To add a cell, click the + button in the menu bar.  It'll start out as a text cell.  You can change it to a code cell by clicking inside it so it's highlighted, clicking the drop-down box next to the restart (⟳) button in the menu bar, and choosing "Code".

### Errors
Python is a language, and like natural human languages, it has rules.  It differs from natural language in two important ways:
1. The rules are *simple*.  You can learn most of them in a few weeks and gain reasonable proficiency with the language in a semester.
2. The rules are *rigid*.  If you're proficient in a natural language, you can understand a non-proficient speaker, glossing over small mistakes.  A computer running Python code is not smart enough to do that.

Whenever you write code, you'll make mistakes.  When you run a code cell that has errors, Python will sometimes produce error messages to tell you what you did wrong.

Errors are okay; even experienced programmers make many errors.  When you make an error, you just have to find the source of the problem, fix it, and move on.

> **What needs to be done**
According to the Python notebook guide, what are the two ways Python differs from natural human languages? The items have nothing to do with this.

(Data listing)
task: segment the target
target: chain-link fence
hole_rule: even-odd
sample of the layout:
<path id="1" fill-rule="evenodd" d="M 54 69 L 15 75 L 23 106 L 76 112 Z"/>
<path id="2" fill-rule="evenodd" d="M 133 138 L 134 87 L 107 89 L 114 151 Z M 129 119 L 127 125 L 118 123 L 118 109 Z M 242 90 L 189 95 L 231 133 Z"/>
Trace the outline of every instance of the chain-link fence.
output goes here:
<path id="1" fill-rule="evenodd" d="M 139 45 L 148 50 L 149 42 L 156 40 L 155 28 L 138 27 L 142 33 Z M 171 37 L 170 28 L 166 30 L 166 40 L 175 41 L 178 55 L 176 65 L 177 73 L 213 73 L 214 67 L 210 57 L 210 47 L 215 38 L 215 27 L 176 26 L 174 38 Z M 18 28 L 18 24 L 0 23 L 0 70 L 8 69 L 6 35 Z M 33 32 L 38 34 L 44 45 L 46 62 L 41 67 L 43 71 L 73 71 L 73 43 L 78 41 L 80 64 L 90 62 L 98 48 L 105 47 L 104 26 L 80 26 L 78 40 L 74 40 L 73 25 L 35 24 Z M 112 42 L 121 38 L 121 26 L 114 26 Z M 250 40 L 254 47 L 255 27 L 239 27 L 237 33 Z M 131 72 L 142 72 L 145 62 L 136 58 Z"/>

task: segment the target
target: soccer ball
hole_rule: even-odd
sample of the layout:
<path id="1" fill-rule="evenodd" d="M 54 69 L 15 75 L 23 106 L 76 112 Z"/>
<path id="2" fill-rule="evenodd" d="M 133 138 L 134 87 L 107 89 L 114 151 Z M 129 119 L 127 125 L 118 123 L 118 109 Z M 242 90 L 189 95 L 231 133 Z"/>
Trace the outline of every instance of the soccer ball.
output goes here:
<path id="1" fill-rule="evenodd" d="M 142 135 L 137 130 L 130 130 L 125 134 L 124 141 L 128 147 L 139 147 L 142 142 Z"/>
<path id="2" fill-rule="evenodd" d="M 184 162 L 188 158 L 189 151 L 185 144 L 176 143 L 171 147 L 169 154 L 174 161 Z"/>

> **Answer to the exercise**
Its rules are simple and rigid.